# Data entries
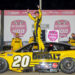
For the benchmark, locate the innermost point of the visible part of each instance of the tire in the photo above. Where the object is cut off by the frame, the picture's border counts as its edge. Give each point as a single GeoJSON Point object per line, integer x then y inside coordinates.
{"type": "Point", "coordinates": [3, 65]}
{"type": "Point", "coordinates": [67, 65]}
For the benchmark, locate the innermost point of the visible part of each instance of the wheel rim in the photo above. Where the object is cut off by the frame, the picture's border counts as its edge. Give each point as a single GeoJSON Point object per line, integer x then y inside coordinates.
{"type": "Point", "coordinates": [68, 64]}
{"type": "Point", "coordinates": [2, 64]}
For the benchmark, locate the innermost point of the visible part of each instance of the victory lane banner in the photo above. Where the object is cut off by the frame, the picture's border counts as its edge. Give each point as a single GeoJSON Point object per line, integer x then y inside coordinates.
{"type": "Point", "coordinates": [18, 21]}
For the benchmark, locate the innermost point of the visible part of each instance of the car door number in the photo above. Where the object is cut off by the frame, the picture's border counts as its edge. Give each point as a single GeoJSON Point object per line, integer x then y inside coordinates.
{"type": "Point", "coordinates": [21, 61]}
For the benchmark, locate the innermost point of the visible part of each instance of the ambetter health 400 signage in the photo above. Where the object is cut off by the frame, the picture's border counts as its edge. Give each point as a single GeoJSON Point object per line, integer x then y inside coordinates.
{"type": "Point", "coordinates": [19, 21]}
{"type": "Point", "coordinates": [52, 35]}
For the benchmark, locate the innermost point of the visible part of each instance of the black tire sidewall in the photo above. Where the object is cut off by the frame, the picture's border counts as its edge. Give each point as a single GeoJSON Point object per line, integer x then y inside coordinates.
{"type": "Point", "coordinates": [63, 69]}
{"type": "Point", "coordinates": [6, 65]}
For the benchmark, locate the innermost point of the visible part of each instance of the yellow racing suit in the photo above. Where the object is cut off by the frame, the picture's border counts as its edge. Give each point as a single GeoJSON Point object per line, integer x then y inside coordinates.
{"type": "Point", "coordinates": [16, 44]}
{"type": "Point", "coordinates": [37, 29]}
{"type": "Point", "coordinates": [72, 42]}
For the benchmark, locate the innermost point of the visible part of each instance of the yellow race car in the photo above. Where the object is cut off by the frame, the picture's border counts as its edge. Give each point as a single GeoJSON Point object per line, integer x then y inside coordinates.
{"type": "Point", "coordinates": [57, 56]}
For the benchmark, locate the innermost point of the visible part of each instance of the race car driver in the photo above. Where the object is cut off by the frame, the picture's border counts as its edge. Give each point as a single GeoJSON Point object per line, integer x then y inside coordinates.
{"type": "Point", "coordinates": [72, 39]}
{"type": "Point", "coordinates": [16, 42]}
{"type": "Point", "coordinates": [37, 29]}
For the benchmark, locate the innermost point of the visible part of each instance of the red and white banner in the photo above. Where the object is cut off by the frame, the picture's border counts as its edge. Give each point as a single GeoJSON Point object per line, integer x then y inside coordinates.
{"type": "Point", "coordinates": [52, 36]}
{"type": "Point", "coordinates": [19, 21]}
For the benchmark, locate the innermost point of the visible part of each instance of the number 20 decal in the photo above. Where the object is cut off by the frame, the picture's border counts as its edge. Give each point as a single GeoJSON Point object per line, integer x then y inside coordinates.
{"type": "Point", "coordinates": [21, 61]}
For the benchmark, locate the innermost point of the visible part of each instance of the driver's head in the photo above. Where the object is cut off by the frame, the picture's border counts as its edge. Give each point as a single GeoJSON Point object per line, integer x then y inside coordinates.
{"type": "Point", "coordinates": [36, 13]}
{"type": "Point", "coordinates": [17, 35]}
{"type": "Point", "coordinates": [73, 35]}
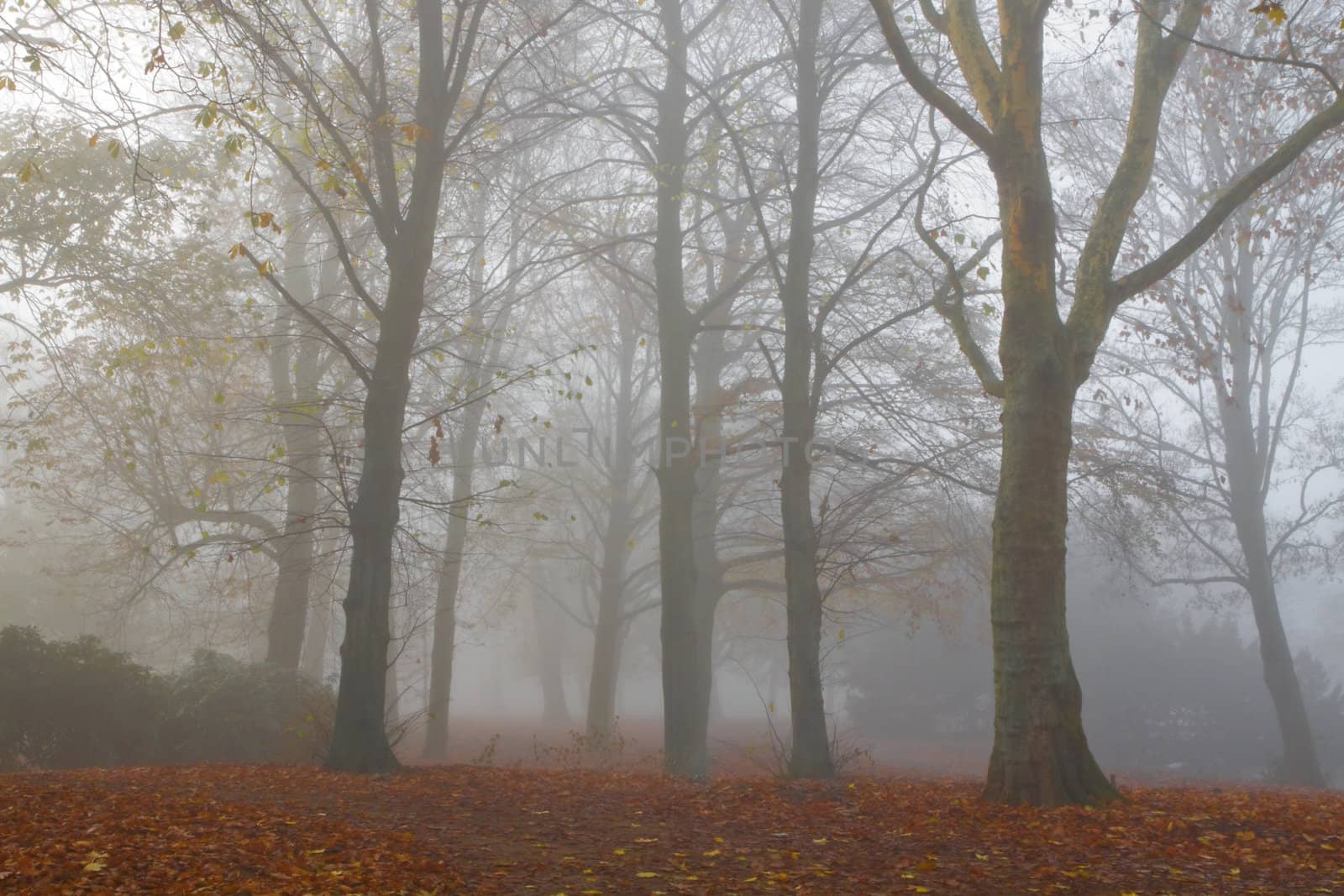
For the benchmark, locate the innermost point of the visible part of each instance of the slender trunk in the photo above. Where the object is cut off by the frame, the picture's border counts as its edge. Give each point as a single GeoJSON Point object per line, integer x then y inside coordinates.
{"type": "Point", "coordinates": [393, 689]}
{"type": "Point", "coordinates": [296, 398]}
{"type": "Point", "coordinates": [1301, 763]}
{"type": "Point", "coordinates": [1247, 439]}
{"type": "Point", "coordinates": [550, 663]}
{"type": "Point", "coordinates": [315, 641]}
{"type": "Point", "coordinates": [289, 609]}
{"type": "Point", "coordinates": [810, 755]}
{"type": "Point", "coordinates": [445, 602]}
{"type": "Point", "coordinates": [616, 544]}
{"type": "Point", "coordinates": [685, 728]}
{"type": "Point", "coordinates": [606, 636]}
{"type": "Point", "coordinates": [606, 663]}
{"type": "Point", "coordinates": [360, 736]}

# Written exercise
Leave out all pictures, then copy the remaining material exactly.

# Task output
For the benchmark, locate the innermost point of the visible part of each instance of the tire in the photo above. Where the object is cut off by the frame, the picture's border counts as its edge. Give each point as a single GeoJSON Point object per line, integer x then y inside coordinates.
{"type": "Point", "coordinates": [3, 65]}
{"type": "Point", "coordinates": [67, 65]}
For the benchmark, locate the innermost point of the visible part of each instance of the wheel rim in the photo above. Where the object is cut off by the frame, the picture's border counts as its edge. Give each point as a single GeoJSON Point object per line, integer x then y inside coordinates.
{"type": "Point", "coordinates": [68, 64]}
{"type": "Point", "coordinates": [2, 64]}
For the benchmark, locate the innermost point of the visible part of each instance of the victory lane banner in the photo above. Where the object is cut off by the frame, the picture's border counts as its edge. Give each point as a single GeoJSON Point object per line, integer x then y inside coordinates.
{"type": "Point", "coordinates": [18, 21]}
For the benchmark, locate the innermost point of the visible part of each instance of the car door number in the photo above. Where the object is cut off by the frame, the picture's border counts as its edge. Give each point as a single GeoJSON Point object per line, integer x then y inside coordinates.
{"type": "Point", "coordinates": [21, 61]}
For the benchmark, locate the innermost point of the visible part of each instance of the ambetter health 400 signage in the photo above. Where the object is cut off by the frame, the picture's border counts as its edge. Give each point as a single GeoJSON Point object per line, integer x then y inside coordinates.
{"type": "Point", "coordinates": [19, 21]}
{"type": "Point", "coordinates": [52, 35]}
For the benchmark, locate the innermost point of the visible part of each instance of the black tire sidewall in the photo above. Where the object is cut off by the frame, the picture's border counts as its edge. Give each point as a single GeoJSON Point object per line, integer x then y inside coordinates.
{"type": "Point", "coordinates": [63, 69]}
{"type": "Point", "coordinates": [6, 65]}
For the benchmark, locate the innermost point of the visible part of each instance of the yellow racing suit in the photo above. Where the object is cut off by the frame, the picture's border counts as its edge. Give each point as a single GeoJSON Point object per line, integer x then y inside coordinates.
{"type": "Point", "coordinates": [16, 44]}
{"type": "Point", "coordinates": [37, 29]}
{"type": "Point", "coordinates": [72, 42]}
For the benchmark, locate the innermost point of the visible part of each instance of the yellow race car in the photo above. Where the object is cut off by the frame, the picture's border counts as its edge. Give each point as a single GeoJSON Point object per line, integer x then y inside coordinates.
{"type": "Point", "coordinates": [57, 56]}
For the benchmark, locate the innermost point of the visible part of each instance of the race car driver in the photo above. Where the object is cut off by the frame, the picture's border counts as its edge. Give each point as a single GeoJSON Point object per line, integer x then y inside coordinates.
{"type": "Point", "coordinates": [72, 39]}
{"type": "Point", "coordinates": [16, 42]}
{"type": "Point", "coordinates": [37, 29]}
For the benchmark, locate the innermost point of the visible part of each instance of the red and white banner in the photo above. Where the object is cut off by the frame, the picture's border counts as its edge. Give each point as a single GeoJSON Point object per line, integer x then y inside coordinates.
{"type": "Point", "coordinates": [52, 36]}
{"type": "Point", "coordinates": [19, 21]}
For the benchmark, locate the innermost point of the visible part of each instance of the number 20 decal in the photo above. Where the object is cut off by the frame, the picture's border counts as its edge. Give each point as a single GeoJSON Point object per line, integer x then y inside coordinates.
{"type": "Point", "coordinates": [21, 61]}
For the benchmark, locate the innermost point of the visible part of each instance of the driver's head in the photo above. Where the object is cut off by the frame, the picture's border counts as its edge. Give each point as a single GeoJSON Point object per line, integer x then y inside coordinates.
{"type": "Point", "coordinates": [36, 13]}
{"type": "Point", "coordinates": [17, 35]}
{"type": "Point", "coordinates": [73, 35]}
For the benchmark, locate the innermost point of the visible part of each instance of the slender trunk in the photo above. Where the object is cut off by the frame, the picture's border counts as its edge. Give each point as a single GeoJSON Point object per line, integer x then y inside coordinates.
{"type": "Point", "coordinates": [393, 689]}
{"type": "Point", "coordinates": [296, 398]}
{"type": "Point", "coordinates": [1301, 763]}
{"type": "Point", "coordinates": [1247, 439]}
{"type": "Point", "coordinates": [550, 663]}
{"type": "Point", "coordinates": [315, 641]}
{"type": "Point", "coordinates": [289, 609]}
{"type": "Point", "coordinates": [810, 755]}
{"type": "Point", "coordinates": [445, 602]}
{"type": "Point", "coordinates": [616, 544]}
{"type": "Point", "coordinates": [685, 728]}
{"type": "Point", "coordinates": [606, 636]}
{"type": "Point", "coordinates": [606, 663]}
{"type": "Point", "coordinates": [360, 736]}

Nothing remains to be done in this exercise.